++++ TEXT PASSAGE

College football: UMD looks forward to a little home cookin’ to close out the regular season

Bulldogs end the year by playing four of five games at Malosky Stadium.

Minnesota Duluth running back Cazz Martin (28) runs for a touchdown against Wayne State Saturday, Sept. 25, 2021, at Malosky Stadium in Duluth. Martin leads the Bulldogs with 79 carries for 507 yards and four touchdowns this season. File / Duluth News Tribune

Minnesota Duluth football coach Curt Wiese isn’t one to look too far ahead but even he had to admit he likes what he sees over the next month.

That’s because the Bulldogs close out the regular season with four of their five remaining games at home.

The first of those home contests is 12:05 p.m. Saturday, when No. 18 UMD (5-1) hosts Concordia-St. Paul (1-5) on homecoming at Malosky Stadium.

“It’s fun to be able to close the year out like that, with only one road trip left,” Wiese said. “That’s a bonus for us hopefully at the end of year here. Honestly, I don’t think we’ve ever had this before, and I’m not sure how it happened.”

++++++++
++++ SUPPLIED DATA

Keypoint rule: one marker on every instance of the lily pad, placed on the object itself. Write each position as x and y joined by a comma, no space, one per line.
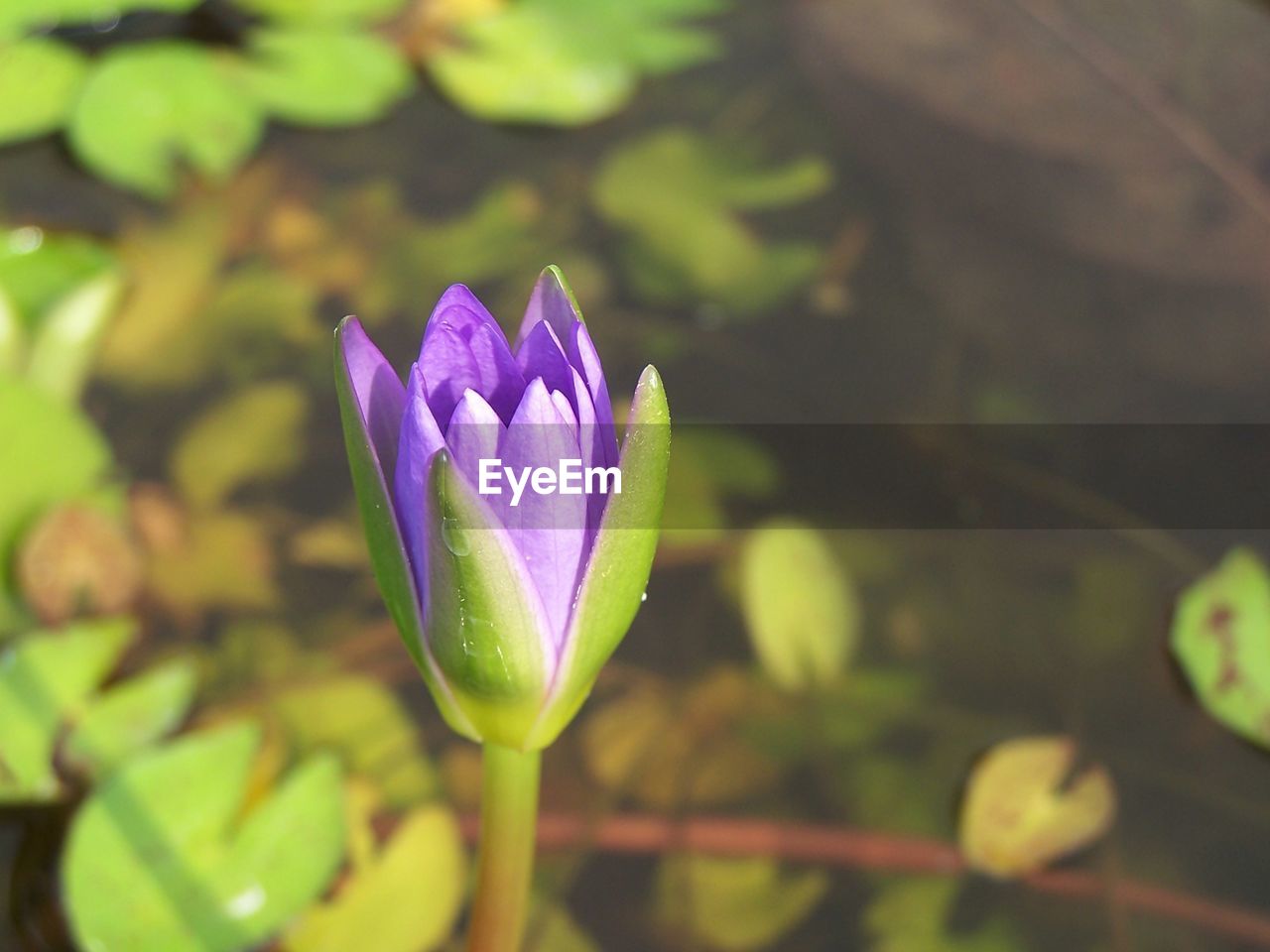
679,195
407,895
145,109
735,905
801,607
253,435
325,76
46,679
167,832
567,63
1023,810
39,82
1220,636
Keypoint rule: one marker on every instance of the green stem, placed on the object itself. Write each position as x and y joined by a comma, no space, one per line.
509,806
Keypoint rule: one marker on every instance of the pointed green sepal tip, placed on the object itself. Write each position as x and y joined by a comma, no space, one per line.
616,576
485,622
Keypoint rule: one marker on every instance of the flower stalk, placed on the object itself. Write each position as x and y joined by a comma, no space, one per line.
509,802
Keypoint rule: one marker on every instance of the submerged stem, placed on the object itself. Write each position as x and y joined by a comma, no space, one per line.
509,803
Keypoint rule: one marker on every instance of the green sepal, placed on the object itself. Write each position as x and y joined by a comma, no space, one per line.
616,576
484,622
384,539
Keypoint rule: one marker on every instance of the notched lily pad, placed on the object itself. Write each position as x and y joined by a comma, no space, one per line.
168,833
1023,810
1220,636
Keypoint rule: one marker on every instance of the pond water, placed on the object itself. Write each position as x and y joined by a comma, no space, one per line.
994,244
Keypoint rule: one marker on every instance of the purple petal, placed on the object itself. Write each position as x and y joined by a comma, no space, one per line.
541,356
549,530
463,348
472,435
421,438
379,393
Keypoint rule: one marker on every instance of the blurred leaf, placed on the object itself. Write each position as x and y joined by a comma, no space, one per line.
801,607
173,268
46,679
326,12
48,14
553,929
144,108
407,895
253,435
735,905
1220,636
59,456
131,716
77,560
676,195
561,62
325,76
39,82
672,753
167,832
217,560
64,348
1023,809
39,268
912,915
363,721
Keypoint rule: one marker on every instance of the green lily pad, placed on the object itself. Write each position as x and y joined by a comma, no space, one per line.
144,109
735,905
167,832
367,726
679,195
801,607
407,895
325,76
1220,636
562,62
58,456
39,82
132,716
255,434
45,680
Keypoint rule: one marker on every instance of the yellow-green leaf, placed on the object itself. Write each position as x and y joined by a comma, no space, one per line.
1023,809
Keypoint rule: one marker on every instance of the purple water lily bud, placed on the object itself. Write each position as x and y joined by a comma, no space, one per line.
509,535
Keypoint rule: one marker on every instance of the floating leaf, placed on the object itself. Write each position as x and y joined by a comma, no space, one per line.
735,905
325,76
144,108
132,716
912,915
567,63
671,753
1023,809
253,435
46,679
75,561
173,268
407,895
801,607
367,726
60,456
677,197
325,12
167,832
39,82
1220,636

++++++++

• **ASSIGNMENT 1**
Repeat a part of the article on the UMD football schedule word for word, starting with "Bulldogs end the" and going on through "games at home.".
• **ASSIGNMENT 2**
Write the next part of the article on the UMD Bulldogs' home games, picking up after its final sentence.

• **TASK RESULT 1**
Bulldogs end the year by playing four of five games at Malosky Stadium.

Minnesota Duluth running back Cazz Martin (28) runs for a touchdown against Wayne State Saturday, Sept. 25, 2021, at Malosky Stadium in Duluth. Martin leads the Bulldogs with 79 carries for 507 yards and four touchdowns this season. File / Duluth News Tribune

Minnesota Duluth football coach Curt Wiese isn’t one to look too far ahead but even he had to admit he likes what he sees over the next month.

That’s because the Bulldogs close out the regular season with four of their five remaining games at home.

• **TASK RESULT 2**
According to Nick Kornder, assistant commissioner for media relations with the NSIC, the league schedule became unbalanced when the league dropped to 14 teams.


Each team plays six in-division games and five out-of-division, with the first four weeks featuring out-of-division games alternating home and away for all teams.

The way the schedule worked out, UMD had six home games this year, with most of those coming at the back end of the schedule.

No team can have more than two home games or two away games in a row. UMD just came off a two-game road trip. After playing CSP this week, the Bulldogs are home to Bemidji State, off to Minot State and then back home for games against Augustana and Northern State Nov. 13 to close out the regular season.

No matter the quirkiness of how it worked out, the Bulldogs will gladly take it, as they are traditionally tough at home, including 12-0 in homecoming games since 2008.

“It’s exciting to be back in front of our home crowd,” said senior running back Cazz Martin. “It’s definitely a great feeling (to play four of the next five at home).”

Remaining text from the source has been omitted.